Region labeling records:
-.-.-
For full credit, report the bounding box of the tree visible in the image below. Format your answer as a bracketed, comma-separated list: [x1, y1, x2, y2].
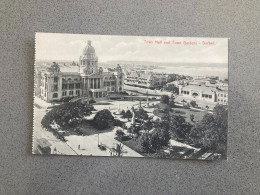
[93, 109, 114, 130]
[190, 100, 198, 108]
[181, 99, 187, 106]
[135, 108, 148, 121]
[169, 96, 175, 107]
[161, 95, 170, 104]
[190, 105, 228, 154]
[116, 129, 125, 139]
[138, 132, 151, 153]
[114, 144, 127, 157]
[190, 114, 194, 122]
[120, 110, 125, 117]
[41, 101, 94, 130]
[138, 128, 170, 153]
[123, 110, 133, 121]
[170, 115, 192, 139]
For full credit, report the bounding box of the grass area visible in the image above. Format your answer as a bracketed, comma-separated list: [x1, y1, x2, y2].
[172, 107, 207, 122]
[116, 138, 200, 159]
[153, 104, 207, 122]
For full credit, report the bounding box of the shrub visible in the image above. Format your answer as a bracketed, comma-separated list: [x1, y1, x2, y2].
[190, 100, 198, 108]
[93, 109, 114, 130]
[161, 95, 170, 104]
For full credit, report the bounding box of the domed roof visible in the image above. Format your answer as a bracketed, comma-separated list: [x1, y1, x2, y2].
[83, 41, 95, 55]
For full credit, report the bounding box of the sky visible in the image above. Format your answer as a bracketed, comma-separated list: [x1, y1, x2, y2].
[35, 33, 228, 63]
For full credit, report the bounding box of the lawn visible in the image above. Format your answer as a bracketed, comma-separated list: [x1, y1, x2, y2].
[154, 106, 207, 122]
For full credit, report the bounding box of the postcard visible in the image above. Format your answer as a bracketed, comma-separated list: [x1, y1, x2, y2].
[32, 33, 228, 160]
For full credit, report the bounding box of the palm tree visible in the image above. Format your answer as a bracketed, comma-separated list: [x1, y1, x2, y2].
[113, 144, 127, 156]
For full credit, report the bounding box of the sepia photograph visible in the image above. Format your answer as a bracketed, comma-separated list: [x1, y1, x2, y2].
[32, 33, 229, 160]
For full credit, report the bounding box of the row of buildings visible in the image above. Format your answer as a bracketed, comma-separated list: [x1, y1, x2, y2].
[125, 70, 167, 89]
[178, 77, 228, 105]
[35, 41, 124, 102]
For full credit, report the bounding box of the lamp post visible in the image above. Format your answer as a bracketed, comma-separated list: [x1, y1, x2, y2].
[98, 133, 99, 147]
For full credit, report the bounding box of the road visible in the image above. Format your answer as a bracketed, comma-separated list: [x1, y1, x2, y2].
[33, 107, 77, 155]
[33, 102, 142, 157]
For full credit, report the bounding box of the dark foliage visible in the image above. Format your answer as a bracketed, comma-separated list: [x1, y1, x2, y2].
[93, 109, 114, 130]
[161, 95, 170, 104]
[170, 115, 192, 139]
[190, 105, 228, 154]
[122, 110, 133, 121]
[41, 101, 93, 129]
[190, 100, 198, 108]
[190, 114, 194, 122]
[138, 128, 170, 153]
[135, 108, 148, 121]
[116, 129, 125, 140]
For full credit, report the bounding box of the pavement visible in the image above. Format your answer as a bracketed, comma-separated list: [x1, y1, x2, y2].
[33, 101, 149, 157]
[32, 107, 77, 155]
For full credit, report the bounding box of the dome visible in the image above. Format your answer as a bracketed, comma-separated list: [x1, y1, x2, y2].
[83, 41, 95, 55]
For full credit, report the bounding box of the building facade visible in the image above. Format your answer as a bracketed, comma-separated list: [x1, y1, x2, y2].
[179, 85, 228, 105]
[125, 71, 167, 89]
[35, 41, 124, 102]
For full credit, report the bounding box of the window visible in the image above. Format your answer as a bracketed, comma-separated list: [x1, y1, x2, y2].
[52, 93, 58, 98]
[69, 84, 74, 89]
[54, 77, 59, 83]
[62, 84, 68, 89]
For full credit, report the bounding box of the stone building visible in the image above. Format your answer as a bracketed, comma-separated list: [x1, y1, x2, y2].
[35, 41, 124, 102]
[125, 71, 167, 89]
[179, 85, 228, 105]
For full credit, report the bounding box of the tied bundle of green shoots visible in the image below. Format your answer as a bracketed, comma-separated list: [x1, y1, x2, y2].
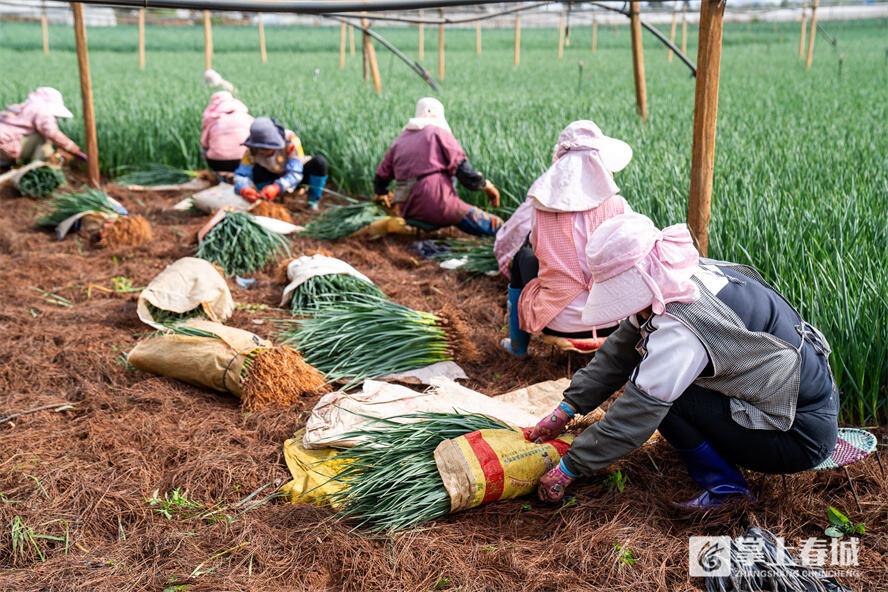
-.-.-
(Required task): Find every line in the records above that contains the word "tree", treating uppercase and lowercase letters as distinct, and copy each such line.

(Result of this exercise):
For full credit, report the bounding box of the tree visible in the image below. Format your answer as a bracketed, comma-separated list: [x1, y1, x2, y2].
For full credit, report the bounding box of the palm tree visible in the image above. Format your answer as a bracketed, comma-separated list: [x1, y1, x2, y2].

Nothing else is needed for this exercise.